Collected data:
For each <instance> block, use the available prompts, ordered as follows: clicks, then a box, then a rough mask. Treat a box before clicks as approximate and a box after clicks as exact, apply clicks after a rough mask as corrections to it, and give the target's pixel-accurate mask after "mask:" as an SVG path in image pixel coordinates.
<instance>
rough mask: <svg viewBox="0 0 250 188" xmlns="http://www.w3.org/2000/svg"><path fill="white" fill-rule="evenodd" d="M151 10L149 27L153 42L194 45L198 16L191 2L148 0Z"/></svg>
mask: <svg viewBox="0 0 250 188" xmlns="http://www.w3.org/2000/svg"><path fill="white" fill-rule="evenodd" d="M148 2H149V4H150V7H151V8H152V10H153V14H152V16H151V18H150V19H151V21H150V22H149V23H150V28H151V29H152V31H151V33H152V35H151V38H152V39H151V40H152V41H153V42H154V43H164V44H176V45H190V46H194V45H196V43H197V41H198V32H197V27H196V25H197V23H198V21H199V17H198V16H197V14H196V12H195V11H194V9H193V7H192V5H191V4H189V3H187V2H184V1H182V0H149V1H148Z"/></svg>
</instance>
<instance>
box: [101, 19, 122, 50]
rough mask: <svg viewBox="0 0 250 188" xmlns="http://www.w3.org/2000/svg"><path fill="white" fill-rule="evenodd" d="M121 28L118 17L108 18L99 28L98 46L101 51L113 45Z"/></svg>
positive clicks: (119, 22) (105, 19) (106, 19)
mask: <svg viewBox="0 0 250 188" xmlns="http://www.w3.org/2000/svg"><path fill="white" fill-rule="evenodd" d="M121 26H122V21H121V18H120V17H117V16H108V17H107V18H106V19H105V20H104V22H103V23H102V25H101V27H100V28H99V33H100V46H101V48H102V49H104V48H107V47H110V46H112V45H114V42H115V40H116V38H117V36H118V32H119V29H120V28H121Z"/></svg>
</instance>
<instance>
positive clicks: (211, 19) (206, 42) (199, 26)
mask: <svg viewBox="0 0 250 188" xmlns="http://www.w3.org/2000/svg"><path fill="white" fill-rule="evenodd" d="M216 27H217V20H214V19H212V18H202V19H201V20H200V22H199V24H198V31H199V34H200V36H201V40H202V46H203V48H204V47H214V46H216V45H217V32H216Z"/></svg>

* **Task directions**
Copy the items above line for line, with nothing changed.

* **Result for this exercise**
For each <instance> block, use the available prompts, ordered as follows: clicks, then a box, then a rough mask. Treat a box before clicks as approximate and a box after clicks as exact, apply clicks after a rough mask as corrections to it, and give the target's pixel-accurate mask after "mask:" as an SVG path in image pixel coordinates.
<instance>
rough mask: <svg viewBox="0 0 250 188" xmlns="http://www.w3.org/2000/svg"><path fill="white" fill-rule="evenodd" d="M151 10L149 27L153 42L194 45L198 16L191 2L148 0Z"/></svg>
mask: <svg viewBox="0 0 250 188" xmlns="http://www.w3.org/2000/svg"><path fill="white" fill-rule="evenodd" d="M148 2H149V4H150V7H151V8H152V10H153V14H152V16H151V18H150V19H151V21H150V22H149V23H150V28H151V29H152V31H151V33H152V35H151V38H152V39H151V40H152V41H153V42H154V43H164V44H176V45H190V46H194V45H196V43H197V41H198V32H197V27H196V25H197V23H198V21H199V17H198V16H197V14H196V12H195V11H194V9H193V7H192V5H191V4H189V3H187V2H184V1H182V0H149V1H148Z"/></svg>
</instance>
<instance>
box: [101, 19, 122, 50]
rough mask: <svg viewBox="0 0 250 188" xmlns="http://www.w3.org/2000/svg"><path fill="white" fill-rule="evenodd" d="M121 28L118 17L108 18L99 28L98 46L101 51L113 45Z"/></svg>
positive clicks: (119, 22) (105, 19) (106, 19)
mask: <svg viewBox="0 0 250 188" xmlns="http://www.w3.org/2000/svg"><path fill="white" fill-rule="evenodd" d="M121 26H122V21H121V18H120V17H117V16H108V17H107V18H106V19H105V20H104V22H103V23H102V25H101V27H100V28H99V33H100V46H101V48H102V49H104V48H107V47H110V46H112V45H114V42H115V40H116V38H117V36H118V32H119V29H120V28H121Z"/></svg>
</instance>
<instance>
positive clicks: (211, 19) (206, 42) (199, 26)
mask: <svg viewBox="0 0 250 188" xmlns="http://www.w3.org/2000/svg"><path fill="white" fill-rule="evenodd" d="M216 27H217V20H214V19H212V18H202V19H201V20H200V22H199V24H198V31H199V34H200V36H201V40H202V46H203V48H204V47H214V46H216V45H217V32H216Z"/></svg>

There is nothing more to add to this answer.